(Dataset records)
Start of Block

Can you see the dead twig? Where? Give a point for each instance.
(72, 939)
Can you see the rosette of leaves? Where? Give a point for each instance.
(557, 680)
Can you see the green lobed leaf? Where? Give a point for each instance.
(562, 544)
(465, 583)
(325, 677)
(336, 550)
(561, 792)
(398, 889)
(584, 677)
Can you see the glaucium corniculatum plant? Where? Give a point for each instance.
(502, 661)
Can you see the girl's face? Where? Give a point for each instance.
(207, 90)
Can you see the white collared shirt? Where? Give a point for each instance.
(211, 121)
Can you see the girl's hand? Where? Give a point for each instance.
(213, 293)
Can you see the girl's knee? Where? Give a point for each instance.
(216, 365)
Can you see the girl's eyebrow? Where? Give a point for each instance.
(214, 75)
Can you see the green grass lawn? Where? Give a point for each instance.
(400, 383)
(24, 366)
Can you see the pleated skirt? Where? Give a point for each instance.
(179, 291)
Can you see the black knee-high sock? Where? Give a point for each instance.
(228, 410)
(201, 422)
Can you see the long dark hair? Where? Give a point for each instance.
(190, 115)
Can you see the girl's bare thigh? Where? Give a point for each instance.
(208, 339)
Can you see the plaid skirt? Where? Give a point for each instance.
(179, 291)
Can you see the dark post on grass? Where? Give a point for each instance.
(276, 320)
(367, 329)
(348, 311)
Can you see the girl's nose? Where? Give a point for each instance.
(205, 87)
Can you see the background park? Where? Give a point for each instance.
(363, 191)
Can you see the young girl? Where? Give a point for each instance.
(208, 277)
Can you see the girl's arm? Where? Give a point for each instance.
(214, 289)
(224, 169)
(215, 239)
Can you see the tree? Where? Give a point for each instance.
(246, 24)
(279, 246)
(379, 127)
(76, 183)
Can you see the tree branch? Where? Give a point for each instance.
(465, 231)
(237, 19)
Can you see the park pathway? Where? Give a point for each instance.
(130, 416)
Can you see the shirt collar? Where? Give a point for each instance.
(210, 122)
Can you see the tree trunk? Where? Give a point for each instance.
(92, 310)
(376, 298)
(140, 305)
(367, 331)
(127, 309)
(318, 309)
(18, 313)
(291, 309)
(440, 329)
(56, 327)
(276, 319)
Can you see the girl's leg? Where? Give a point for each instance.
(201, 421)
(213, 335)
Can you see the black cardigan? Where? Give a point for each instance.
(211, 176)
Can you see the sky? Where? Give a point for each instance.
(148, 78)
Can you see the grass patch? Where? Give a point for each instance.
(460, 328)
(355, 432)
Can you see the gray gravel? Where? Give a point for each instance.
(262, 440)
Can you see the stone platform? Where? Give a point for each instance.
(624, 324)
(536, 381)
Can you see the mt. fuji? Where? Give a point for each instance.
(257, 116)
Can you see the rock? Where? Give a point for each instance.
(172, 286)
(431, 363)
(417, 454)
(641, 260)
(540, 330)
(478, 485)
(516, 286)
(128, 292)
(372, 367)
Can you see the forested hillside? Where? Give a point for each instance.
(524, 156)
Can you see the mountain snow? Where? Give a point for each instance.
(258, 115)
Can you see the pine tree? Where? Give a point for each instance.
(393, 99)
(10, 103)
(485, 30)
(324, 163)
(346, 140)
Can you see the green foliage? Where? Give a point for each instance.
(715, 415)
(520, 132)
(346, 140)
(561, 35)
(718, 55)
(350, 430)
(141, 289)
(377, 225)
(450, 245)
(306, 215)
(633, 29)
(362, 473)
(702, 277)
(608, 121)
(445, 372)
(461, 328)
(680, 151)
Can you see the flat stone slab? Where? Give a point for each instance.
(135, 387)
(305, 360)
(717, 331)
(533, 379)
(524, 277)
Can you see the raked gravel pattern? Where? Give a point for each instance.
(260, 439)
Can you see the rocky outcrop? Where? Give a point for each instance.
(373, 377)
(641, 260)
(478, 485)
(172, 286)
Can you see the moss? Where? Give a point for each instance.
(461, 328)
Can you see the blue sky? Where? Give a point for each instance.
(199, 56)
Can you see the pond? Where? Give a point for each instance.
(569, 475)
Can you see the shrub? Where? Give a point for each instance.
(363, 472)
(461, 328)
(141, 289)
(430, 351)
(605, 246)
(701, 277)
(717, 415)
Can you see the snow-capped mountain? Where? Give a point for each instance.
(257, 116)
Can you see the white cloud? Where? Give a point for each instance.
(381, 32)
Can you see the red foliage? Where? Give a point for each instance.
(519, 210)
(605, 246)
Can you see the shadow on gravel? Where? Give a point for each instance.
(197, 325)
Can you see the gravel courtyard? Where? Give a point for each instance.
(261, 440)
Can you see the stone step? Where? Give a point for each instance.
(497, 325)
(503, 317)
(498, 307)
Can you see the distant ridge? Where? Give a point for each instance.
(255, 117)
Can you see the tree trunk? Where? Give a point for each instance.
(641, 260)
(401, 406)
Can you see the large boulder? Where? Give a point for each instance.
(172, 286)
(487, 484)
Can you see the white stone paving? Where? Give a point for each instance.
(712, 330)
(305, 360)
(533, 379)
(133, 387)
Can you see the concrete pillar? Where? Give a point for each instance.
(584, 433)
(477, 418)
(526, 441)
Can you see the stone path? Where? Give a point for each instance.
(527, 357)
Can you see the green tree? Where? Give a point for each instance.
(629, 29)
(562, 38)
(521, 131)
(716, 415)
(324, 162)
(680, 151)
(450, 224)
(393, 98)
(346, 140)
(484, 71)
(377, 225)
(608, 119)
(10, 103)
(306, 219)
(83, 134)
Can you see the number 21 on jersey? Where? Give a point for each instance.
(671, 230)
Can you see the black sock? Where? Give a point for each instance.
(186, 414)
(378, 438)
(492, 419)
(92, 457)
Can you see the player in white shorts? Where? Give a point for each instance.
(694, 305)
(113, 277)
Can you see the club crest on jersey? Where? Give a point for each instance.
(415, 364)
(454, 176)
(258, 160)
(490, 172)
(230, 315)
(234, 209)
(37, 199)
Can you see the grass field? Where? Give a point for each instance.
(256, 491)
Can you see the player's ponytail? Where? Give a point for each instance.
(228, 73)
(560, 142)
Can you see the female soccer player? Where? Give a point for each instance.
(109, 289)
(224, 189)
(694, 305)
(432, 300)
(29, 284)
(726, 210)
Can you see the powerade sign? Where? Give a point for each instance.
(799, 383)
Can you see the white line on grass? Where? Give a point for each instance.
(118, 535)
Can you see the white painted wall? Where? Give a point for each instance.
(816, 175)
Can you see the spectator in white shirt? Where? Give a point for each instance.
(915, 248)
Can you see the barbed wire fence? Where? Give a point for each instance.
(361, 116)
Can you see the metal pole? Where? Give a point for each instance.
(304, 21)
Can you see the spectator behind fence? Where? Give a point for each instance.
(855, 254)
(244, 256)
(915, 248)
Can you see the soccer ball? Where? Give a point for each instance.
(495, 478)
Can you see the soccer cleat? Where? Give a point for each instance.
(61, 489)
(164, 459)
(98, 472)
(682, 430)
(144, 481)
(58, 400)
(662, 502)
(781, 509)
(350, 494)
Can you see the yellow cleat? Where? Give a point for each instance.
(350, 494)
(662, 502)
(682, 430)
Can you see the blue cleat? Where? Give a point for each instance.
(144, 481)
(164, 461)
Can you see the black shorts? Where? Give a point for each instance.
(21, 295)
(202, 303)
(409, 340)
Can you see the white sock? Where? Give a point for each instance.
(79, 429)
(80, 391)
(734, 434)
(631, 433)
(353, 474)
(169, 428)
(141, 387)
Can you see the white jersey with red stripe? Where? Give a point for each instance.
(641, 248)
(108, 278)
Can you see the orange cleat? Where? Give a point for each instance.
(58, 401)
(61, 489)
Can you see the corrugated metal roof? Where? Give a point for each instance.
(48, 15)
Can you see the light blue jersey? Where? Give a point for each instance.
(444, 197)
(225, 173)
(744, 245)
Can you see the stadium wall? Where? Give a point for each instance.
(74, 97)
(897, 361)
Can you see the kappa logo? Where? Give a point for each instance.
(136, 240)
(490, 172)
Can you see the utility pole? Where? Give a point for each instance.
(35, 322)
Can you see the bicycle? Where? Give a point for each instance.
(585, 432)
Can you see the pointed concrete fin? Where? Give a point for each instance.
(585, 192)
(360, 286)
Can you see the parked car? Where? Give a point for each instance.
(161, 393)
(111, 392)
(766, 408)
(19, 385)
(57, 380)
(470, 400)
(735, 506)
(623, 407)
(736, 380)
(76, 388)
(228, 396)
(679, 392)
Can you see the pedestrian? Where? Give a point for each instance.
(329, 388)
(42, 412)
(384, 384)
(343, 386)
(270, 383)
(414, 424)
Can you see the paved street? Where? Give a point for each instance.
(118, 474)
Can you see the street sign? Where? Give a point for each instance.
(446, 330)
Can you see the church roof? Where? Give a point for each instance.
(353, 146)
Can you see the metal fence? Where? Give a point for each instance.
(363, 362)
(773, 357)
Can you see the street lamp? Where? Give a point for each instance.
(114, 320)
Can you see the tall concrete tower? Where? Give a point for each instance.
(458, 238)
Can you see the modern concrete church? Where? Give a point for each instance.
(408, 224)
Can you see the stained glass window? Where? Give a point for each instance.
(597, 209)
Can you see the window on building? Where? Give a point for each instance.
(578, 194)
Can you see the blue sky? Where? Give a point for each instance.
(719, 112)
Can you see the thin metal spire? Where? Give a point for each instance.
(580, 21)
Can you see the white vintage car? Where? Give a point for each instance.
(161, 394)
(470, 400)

End of Block

* [What is being asked]: Could you write out, unchanged, the line with "Can you see the church" and every line after it in the data above?

* [Reply to the task]:
Can you see the church roof? Where? Give a point for each instance.
(353, 146)
Can you see the metal fence? Where? Give a point for each instance.
(363, 362)
(773, 357)
Can you see the street lamp? Where? Give a point for each instance.
(114, 320)
Can you see the tall concrete tower? Where? Give a point for each instance.
(458, 238)
Can you see the modern concrete church? Where? Give a point for each instance.
(408, 224)
Can you see the stained glass window? Where? Give a point for each instance.
(597, 209)
Can you see the window on building? Where? Give a point for each instance.
(578, 194)
Can you see the blue sky? Where? Give a point for each instance.
(719, 112)
Can you see the thin metal spire? Where? Give a point for each instance.
(580, 21)
Can you see the white vintage car? Where? Give a point for each instance.
(161, 394)
(470, 400)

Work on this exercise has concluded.